→ TASK REQUIREMENTS
Skip the pictures, please, and write out exactly the lines from the opening of the data through the line containing "The layout is".

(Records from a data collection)
==========

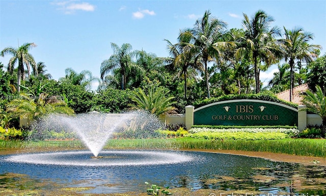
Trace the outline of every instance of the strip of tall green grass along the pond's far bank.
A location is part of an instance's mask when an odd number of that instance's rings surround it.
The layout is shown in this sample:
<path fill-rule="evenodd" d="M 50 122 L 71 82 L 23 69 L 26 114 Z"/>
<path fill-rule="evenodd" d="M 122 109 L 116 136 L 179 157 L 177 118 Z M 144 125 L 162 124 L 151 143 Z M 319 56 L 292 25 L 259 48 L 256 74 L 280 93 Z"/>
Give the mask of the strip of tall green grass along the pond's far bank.
<path fill-rule="evenodd" d="M 6 149 L 85 149 L 79 140 L 19 141 L 0 140 L 0 150 Z M 110 139 L 104 149 L 211 149 L 284 153 L 299 156 L 326 157 L 325 139 L 275 140 L 208 140 L 197 138 Z"/>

==========

→ TASK ANSWER
Trace the outline of every instance of the strip of tall green grass along the pond's far bank.
A location is part of an instance's mask when an odd number of that instance's rings surround it.
The layout is shown in this sample:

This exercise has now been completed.